<<<<

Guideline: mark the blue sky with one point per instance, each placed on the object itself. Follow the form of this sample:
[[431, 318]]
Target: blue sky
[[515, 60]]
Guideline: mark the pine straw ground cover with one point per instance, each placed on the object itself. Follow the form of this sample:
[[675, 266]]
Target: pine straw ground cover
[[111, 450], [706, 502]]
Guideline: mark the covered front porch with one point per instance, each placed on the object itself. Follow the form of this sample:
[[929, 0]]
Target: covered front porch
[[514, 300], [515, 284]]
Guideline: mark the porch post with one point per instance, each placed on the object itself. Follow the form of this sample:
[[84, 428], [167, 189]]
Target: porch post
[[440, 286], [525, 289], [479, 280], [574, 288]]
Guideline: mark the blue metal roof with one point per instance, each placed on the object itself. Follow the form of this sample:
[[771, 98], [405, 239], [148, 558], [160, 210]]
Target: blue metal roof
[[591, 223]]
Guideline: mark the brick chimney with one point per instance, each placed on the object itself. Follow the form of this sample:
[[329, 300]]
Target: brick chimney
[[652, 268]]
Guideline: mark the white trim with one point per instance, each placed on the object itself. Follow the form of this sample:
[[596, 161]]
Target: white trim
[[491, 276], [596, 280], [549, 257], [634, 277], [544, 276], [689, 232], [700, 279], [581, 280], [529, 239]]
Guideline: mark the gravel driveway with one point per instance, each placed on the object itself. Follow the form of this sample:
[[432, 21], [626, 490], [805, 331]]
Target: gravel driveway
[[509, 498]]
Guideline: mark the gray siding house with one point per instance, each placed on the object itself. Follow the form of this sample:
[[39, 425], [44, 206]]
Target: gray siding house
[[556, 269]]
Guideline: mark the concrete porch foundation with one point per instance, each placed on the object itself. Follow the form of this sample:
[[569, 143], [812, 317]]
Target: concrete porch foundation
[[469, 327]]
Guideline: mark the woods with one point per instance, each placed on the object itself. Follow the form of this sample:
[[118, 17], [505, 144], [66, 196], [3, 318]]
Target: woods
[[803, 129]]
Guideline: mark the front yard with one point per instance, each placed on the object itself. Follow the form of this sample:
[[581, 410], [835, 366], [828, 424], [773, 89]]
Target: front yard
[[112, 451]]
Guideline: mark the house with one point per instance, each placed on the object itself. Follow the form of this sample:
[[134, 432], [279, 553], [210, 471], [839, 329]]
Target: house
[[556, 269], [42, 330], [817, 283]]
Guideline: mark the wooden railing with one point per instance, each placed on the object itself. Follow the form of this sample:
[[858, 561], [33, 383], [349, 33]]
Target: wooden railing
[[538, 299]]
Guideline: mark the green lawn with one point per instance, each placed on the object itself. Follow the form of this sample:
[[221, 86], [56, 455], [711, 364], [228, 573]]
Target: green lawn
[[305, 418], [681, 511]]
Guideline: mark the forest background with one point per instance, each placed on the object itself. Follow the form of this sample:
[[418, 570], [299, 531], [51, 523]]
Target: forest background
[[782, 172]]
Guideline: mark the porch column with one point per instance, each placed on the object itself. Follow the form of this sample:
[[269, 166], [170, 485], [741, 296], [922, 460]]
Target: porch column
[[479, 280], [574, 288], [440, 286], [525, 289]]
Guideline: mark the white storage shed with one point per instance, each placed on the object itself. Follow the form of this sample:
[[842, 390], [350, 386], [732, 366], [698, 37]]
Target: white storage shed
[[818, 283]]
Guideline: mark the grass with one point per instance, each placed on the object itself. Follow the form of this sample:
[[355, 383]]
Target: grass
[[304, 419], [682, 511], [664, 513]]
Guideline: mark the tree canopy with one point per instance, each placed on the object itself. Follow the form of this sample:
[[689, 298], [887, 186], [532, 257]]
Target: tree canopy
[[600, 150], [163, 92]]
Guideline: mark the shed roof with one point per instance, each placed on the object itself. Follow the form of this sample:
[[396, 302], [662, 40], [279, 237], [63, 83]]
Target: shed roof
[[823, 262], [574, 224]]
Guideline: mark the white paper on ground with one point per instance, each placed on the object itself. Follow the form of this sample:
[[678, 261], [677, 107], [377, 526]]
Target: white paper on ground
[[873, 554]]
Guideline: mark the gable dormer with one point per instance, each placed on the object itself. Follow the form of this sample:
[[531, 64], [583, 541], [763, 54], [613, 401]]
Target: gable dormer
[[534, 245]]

>>>>

→ **YOUR OBJECTIVE**:
Reproduce all of the entries above verbatim, from the first line to the last, with no additions or omissions.

→ **TASK RESPONSE**:
Guideline: mark the blue sky with one point per instance, each placed on the object itself. Follow the form of this sample:
[[431, 318]]
Target: blue sky
[[515, 60]]
Guideline: mark the pine straw ground cover with one point per instance, each placed on the object itself. Follow the form of this sample:
[[675, 266]]
Target: pine straw ground cover
[[111, 450], [706, 502]]
Guideline: mark the covered front porch with one point per instance, each placed on the object itself. Follow the form of this sample:
[[929, 0]]
Target: covered front porch
[[514, 300], [515, 284]]
Guideline: mark the porch post with one point per instance, each placed on the object itself. Follow the form of this sample:
[[84, 428], [167, 189]]
Target: porch post
[[440, 286], [525, 289], [479, 280], [574, 288]]
Guideline: mark the blue metal roof with one point per instance, each placed on the object itself. Follow the form of this sample:
[[771, 98], [405, 239], [148, 558], [160, 210]]
Target: blue metal roof
[[591, 223]]
Guideline: mark the brick chimney with one point per instance, each placed on the object itself. Follow the form of this sample:
[[329, 300]]
Target: brick chimney
[[652, 268]]
Guideline: mark the white trim with one point per instance, each placed on the object itself. Follow the form of this sample:
[[596, 161]]
Target: white trim
[[491, 276], [596, 280], [549, 257], [634, 277], [544, 276], [689, 232], [700, 279], [581, 280], [529, 239]]
Guideline: mark the gravel driveway with one point per instance, each placed on the object itself. Follow the form of this sample:
[[432, 21], [626, 490], [805, 331]]
Target: gravel driveway
[[509, 498]]
Guideline: mark the gray siding house with one point per instance, each placed on the object itself. Follow the form of this sample:
[[39, 425], [44, 206]]
Target: gray siding house
[[556, 269]]
Guideline: mark the concrete porch foundation with one point per instance, each placed on the object itself. Follow the form of this sample:
[[569, 143], [812, 317]]
Target: concrete porch foundation
[[469, 327]]
Guideline: mark the woods with one point per instance, each placed on the object itself. Follow the form of this sample:
[[118, 17], [505, 144], [66, 196], [3, 318]]
Target: woods
[[803, 129]]
Guideline: mark the front yard with one point per instance, each placed on the object itself. Follow the form of this sample:
[[581, 410], [835, 366], [828, 424], [773, 89]]
Target: front yard
[[112, 451]]
Guideline: mark the house with one point per instance, each placed on the object itself. Follow the form of this sample:
[[134, 432], [279, 553], [210, 471], [839, 329]]
Target: house
[[556, 269], [42, 330], [817, 283]]
Guideline: mark the wooden railing with one point per instance, each placed on the object itself. Follow the form of this sample:
[[858, 561], [33, 383], [349, 33]]
Target: wooden railing
[[538, 299]]
Guideline: mark the green lawn with one point per instance, each placed on the object itself. Follow the form of this sample:
[[221, 86], [56, 455], [711, 364], [228, 573]]
Target: green lawn
[[305, 418], [681, 511]]
Guideline: mark the forest background with one point per instance, each placed on the object itself. Follow the form of this sample:
[[418, 570], [299, 531], [51, 523]]
Target: forest background
[[782, 172]]
Guideline: mark the porch column with one point per instance, each placed on the object itself. Follow the form of this sample:
[[269, 166], [170, 485], [741, 296], [922, 460]]
Target: porch column
[[479, 280], [574, 288], [440, 286], [525, 289]]
Guideline: mark the white storage shed with one point per instance, each placed on the object itself. Follow the form of this sample:
[[842, 390], [350, 386], [732, 366], [698, 37]]
Target: white storage shed
[[818, 283]]
Guideline: mark the grass with one point per instance, each placed on the object itself. Follow the form of this sample:
[[355, 383]]
Target: grass
[[304, 419], [682, 511], [664, 513]]
Guideline: mark the tree canopy with one point per instance, each placed on the object itself. Follow the form of this sample:
[[689, 298], [887, 186], [532, 257]]
Target: tree canopy
[[600, 150], [163, 92]]
Guideline: mark the shed roof with one point per instance, each placed on the object itself. Follow the form of this sample:
[[396, 302], [662, 40], [279, 237], [63, 83]]
Target: shed roof
[[823, 262], [574, 224]]
Guideline: mark the white paper on ground with one point per instance, each placed on the object itself. Follow the form of this sample:
[[678, 261], [677, 107], [377, 526]]
Target: white paper on ground
[[873, 554]]
Guideline: mark the gable dormer with one point per instance, each placed on the object itself. Follow the form of this sample:
[[531, 64], [583, 541], [763, 54], [613, 401]]
Target: gable dormer
[[534, 245]]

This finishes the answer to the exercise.